» Records shown

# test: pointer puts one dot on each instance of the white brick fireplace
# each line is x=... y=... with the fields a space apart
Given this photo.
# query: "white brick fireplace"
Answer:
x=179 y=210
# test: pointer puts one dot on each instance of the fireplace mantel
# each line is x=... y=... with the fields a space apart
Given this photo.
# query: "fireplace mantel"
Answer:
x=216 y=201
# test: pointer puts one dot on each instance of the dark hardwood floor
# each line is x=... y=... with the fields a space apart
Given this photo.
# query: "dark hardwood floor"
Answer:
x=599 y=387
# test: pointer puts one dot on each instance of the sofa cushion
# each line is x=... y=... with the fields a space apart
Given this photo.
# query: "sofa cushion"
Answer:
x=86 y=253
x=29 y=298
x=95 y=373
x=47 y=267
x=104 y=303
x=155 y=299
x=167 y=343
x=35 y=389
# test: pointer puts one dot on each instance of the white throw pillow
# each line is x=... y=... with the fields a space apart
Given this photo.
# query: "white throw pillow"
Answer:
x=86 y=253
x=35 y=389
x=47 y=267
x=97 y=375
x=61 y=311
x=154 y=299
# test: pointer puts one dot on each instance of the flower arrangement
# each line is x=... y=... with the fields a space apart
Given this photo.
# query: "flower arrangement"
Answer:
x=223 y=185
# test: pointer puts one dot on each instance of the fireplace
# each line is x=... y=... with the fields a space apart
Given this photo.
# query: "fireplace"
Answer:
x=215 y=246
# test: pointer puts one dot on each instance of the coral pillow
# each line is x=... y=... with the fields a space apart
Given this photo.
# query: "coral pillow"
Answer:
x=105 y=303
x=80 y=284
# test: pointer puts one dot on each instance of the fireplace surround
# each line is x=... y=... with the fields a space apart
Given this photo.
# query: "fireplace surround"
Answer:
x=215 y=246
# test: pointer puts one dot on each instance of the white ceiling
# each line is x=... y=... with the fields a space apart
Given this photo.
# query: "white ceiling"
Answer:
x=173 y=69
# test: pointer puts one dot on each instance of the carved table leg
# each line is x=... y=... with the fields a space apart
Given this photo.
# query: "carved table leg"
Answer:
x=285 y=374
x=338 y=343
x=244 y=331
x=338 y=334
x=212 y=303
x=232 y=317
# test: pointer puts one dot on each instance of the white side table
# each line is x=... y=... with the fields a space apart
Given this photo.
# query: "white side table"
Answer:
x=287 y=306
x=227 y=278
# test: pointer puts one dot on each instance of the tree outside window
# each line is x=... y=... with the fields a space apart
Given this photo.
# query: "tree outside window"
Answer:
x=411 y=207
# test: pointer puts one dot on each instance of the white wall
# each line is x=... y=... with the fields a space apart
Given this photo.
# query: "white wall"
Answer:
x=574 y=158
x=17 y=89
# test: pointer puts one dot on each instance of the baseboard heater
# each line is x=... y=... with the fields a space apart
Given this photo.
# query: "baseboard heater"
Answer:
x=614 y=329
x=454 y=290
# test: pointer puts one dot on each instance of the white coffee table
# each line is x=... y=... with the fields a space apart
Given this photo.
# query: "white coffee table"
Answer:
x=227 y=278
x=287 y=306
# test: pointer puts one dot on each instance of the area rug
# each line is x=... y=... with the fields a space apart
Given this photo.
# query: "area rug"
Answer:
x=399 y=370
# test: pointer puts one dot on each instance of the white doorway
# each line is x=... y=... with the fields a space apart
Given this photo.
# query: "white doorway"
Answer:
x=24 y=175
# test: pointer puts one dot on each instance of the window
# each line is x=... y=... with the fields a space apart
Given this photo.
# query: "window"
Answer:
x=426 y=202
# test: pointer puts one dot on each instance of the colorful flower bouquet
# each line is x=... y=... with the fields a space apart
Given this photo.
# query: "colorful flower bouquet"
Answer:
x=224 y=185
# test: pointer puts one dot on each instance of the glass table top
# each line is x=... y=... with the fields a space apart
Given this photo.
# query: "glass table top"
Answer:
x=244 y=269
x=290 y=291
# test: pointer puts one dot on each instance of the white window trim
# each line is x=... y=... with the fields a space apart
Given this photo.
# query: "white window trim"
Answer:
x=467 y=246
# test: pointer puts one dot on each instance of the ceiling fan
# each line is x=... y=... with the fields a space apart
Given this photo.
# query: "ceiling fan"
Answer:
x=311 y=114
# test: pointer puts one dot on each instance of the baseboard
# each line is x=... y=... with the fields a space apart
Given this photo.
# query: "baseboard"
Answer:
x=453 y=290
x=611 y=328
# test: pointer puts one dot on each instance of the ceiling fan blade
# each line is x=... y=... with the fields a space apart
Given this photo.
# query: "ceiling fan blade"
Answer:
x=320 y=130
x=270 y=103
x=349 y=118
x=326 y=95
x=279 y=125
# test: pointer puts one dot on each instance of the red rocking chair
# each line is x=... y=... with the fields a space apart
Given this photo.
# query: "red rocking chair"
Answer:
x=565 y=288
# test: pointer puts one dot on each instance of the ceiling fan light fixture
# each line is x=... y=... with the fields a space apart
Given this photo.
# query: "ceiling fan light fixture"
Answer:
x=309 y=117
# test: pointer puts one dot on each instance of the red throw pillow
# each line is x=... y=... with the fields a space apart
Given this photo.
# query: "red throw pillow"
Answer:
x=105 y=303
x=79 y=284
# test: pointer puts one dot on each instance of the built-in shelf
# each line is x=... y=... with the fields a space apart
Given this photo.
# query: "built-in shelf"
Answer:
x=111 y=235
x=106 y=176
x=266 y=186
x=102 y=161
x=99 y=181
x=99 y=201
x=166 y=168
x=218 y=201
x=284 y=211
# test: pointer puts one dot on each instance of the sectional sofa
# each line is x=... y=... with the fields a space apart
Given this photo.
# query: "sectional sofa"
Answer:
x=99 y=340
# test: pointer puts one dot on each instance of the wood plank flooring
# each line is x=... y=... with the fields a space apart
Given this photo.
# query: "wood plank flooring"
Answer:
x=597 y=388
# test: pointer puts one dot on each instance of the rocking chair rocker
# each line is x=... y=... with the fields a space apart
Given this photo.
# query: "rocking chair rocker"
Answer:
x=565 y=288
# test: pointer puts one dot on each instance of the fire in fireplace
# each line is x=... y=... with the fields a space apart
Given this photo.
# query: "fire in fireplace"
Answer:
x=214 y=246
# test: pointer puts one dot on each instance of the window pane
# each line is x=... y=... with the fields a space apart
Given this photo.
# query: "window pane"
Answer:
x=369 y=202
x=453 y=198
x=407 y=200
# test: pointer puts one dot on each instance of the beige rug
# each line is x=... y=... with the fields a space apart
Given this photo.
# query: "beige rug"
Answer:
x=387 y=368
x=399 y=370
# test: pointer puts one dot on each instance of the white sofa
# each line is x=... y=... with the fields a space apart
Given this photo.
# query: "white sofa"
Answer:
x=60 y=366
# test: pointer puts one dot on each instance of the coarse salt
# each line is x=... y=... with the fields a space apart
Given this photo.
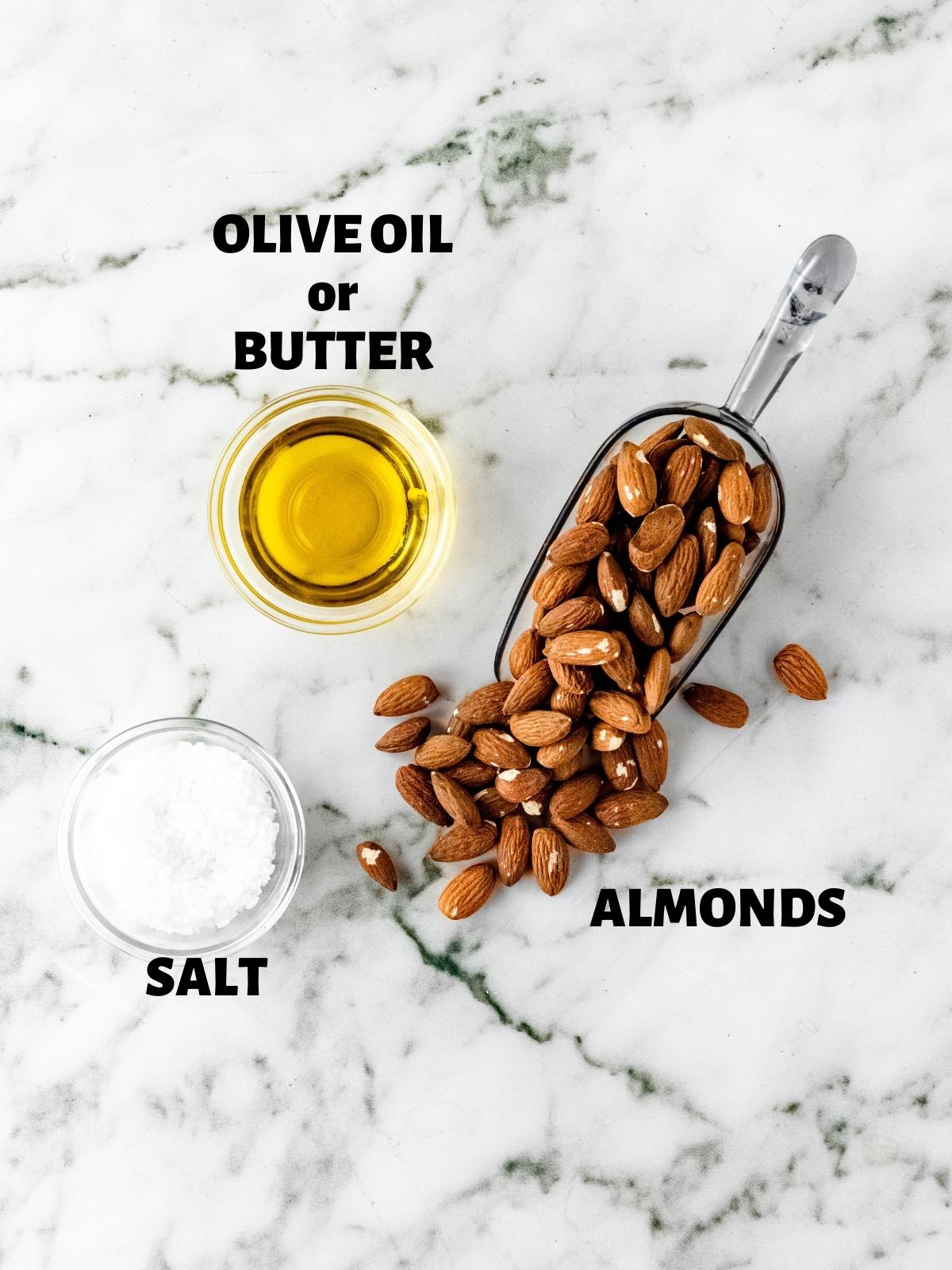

» Given instruction
Copy every line of the records above word for word, leaving the pictures out.

» Task result
# test: pointer puts one dot on each instance of the white brick fireplace
# each line is x=... y=... with the fields a space apart
Given this photo.
# query: "white brick fireplace"
Answer:
x=179 y=210
# test: pointer puts one dot on each instance of the fireplace mantel
# each line is x=... y=... with the fields a space apart
Given this photo.
# query: "fireplace mantel"
Answer:
x=216 y=201
# test: pointer puts one dot on each instance of the dark hardwood floor
# each line is x=... y=... with the fields a space apart
Given this photo.
# query: "dark hardwood floor"
Answer:
x=599 y=387
# test: pointer puts one dot on each instance of the sofa cushion
# each line is x=... y=... with the fields a space apart
Given this photo.
# query: "sofa cushion"
Answer:
x=86 y=253
x=29 y=298
x=95 y=373
x=47 y=267
x=104 y=303
x=155 y=299
x=167 y=343
x=35 y=389
# test: pointer puts one dot on each instance of the white throw pillow
# each line is x=... y=... with the fields a space apart
Given this photo.
# query: "white throw pillow"
Answer:
x=86 y=253
x=35 y=389
x=47 y=267
x=97 y=375
x=61 y=311
x=154 y=299
# test: pointer puts one dot on each instance of the flower arrangement
# each line is x=... y=... with the fields a space apart
Given this photo.
# query: "flower arrangement"
Answer:
x=223 y=185
# test: pointer puts one dot on each instance of the fireplace
# each line is x=... y=... with the fields a space apart
Given this photo.
# query: "fireplace"
Answer:
x=215 y=246
# test: pointer puts one dot on each instance of the coral pillow
# each line is x=... y=... with the fields a space apart
Given this photo.
# query: "coral pillow"
Answer:
x=105 y=303
x=80 y=284
# test: pointer puts one dot on each instance of the fireplace surround
# each line is x=... y=... with the fields a space apart
Given this photo.
# query: "fireplace surround"
Answer:
x=215 y=246
# test: pointer puts one dot on each instance of the white ceiling
# each line is x=... y=... with the fields a space apart
Given this photo.
# query: "white ceiling"
Answer:
x=173 y=69
# test: pointer puts one dot on each instance of the carved table leg
# each line is x=... y=... with the fields a space apart
Given this photo.
# query: "carved table leg"
Answer:
x=285 y=374
x=338 y=343
x=244 y=331
x=338 y=334
x=212 y=303
x=232 y=317
# test: pointer puts one dot on each instance of the white side table
# each line is x=... y=... with the fields a space apart
Given this photo.
# query: "white side table"
Answer:
x=287 y=306
x=227 y=278
# test: pointer puts one dot on each instance of the tree outside window
# each line is x=... y=... with the fields a space apart
Given this photo.
# query: "tree outside window"
Answer:
x=411 y=207
# test: pointer puts one dot on each instance of the white wall
# each line is x=... y=... with the fields a space apart
Given this photo.
# query: "white wall"
Answer:
x=574 y=158
x=17 y=89
# test: pointer puts one dot on each instance of the baseboard heater
# each line is x=... y=... with the fields a space apart
Given this photo.
# query: "baseboard heater"
Answer:
x=614 y=329
x=454 y=290
# test: pointer puts one dot on each instance of the white coffee table
# each line is x=... y=... with the fields a space apart
Given this photo.
# query: "white coffee table"
Answer:
x=227 y=278
x=287 y=306
# test: pointer puts one dot on each instance of the area rug
# each line is x=... y=... with the fields a space apart
Given this photo.
# query: "area rug"
Answer:
x=399 y=370
# test: pointer puts one dot on each instance of the white doorway
# each line is x=... y=... with the fields a space apart
Given this photo.
# query: "white doorway"
Answer:
x=24 y=175
# test: pointer puts one dot on each instance of the window
# each line is x=... y=... with the fields a space apart
Given this photo.
# query: "window"
Answer:
x=426 y=202
# test: pointer puts one dot on each instance of the colorful flower bouquet
# each line is x=... y=... with the fields a space apart
Given this photo.
# query: "colorful flower bouquet"
Answer:
x=224 y=185
# test: pointer puts one dot on each instance of the glass table top
# each line is x=... y=... with the fields a space apart
Given this photo.
# query: "glass table top"
Answer:
x=244 y=269
x=290 y=291
# test: pointer puts one dot on each instance of the white window trim
# each line is x=... y=... with the fields a space apart
Given this photo.
# query: "white window trim"
Answer:
x=467 y=246
# test: pointer puts one dot on each instance of the ceiling fan
# each line is x=... y=... with the fields a space apart
Given this photo.
# query: "ceiling fan"
Answer:
x=311 y=114
# test: pointer puts one dot on each instance of the baseboard
# each line is x=... y=... with the fields a space apart
Given this photo.
# query: "baseboard"
Answer:
x=453 y=290
x=611 y=328
# test: pointer puts one dot on each instance of the ceiling fan blade
# each line is x=... y=... with the fields a space apart
Given this photo.
# query: "ceiling fan blade"
Answer:
x=320 y=130
x=270 y=103
x=349 y=118
x=326 y=95
x=279 y=125
# test: pointer puts one dot on each instance of the red rocking chair
# each line is x=... y=... with the fields a space apart
Given this photo.
# query: "red rocking chair"
Answer:
x=565 y=288
# test: pointer puts one dot on each instance of the ceiling fan light fixture
# each line is x=... y=... with the fields a space apart
Given this photo.
# query: "ceiling fan light fixture"
Answer:
x=309 y=117
# test: pointer puts one dot on each instance of the red throw pillow
# each line is x=... y=... with the fields a space apart
Given this photo.
# query: "red throw pillow"
Answer:
x=105 y=303
x=79 y=284
# test: pointer puts one dot on each instance of the built-in shelf
# each line is x=... y=... with the fields a space apart
Given this photo.
# query: "built-in shelf"
Answer:
x=111 y=235
x=106 y=176
x=266 y=186
x=102 y=161
x=99 y=181
x=99 y=201
x=166 y=168
x=218 y=201
x=284 y=211
# test: pointer puts one dot on each instance of the sectional sofa
# each line is x=... y=... with the fields a space apart
Given this photo.
# query: "sectional sofa"
Answer:
x=99 y=340
# test: pointer puts one dot on each instance of the wood plank flooring
# each line is x=... y=... with the fields a space apart
Given this photo.
# query: "wood plank flooring"
Answer:
x=597 y=388
# test: pointer puts one dot on each instance of the rocking chair rocker
# each line is x=... y=... with the fields a space apart
Given this photo.
# query: "rocking chair rocker"
Answer:
x=565 y=288
# test: pointer puts one dot on each instance of the fire in fireplace
# each line is x=... y=... with the fields a space apart
Given this photo.
# query: "fire in fireplace"
Answer:
x=214 y=246
# test: pointer puts one dot on each instance of the window pane
# each line is x=... y=... with the fields a space apart
Given this photo.
# query: "window pane"
Answer:
x=369 y=202
x=453 y=198
x=407 y=200
# test: pointer puts one dot on each instance of the beige rug
# each line is x=... y=... with the fields a space apart
Given this photo.
# query: "beige rug"
Answer:
x=387 y=368
x=399 y=370
# test: pointer puts one dot on each instance of the white sofa
# each line is x=... y=... with the fields a space apart
Given this photo.
# query: "white sofa"
Answer:
x=60 y=366
# test: pointer puts one dot on each instance of the coarse salt
# each line is x=... y=... with the fields a space apart
Given this photo.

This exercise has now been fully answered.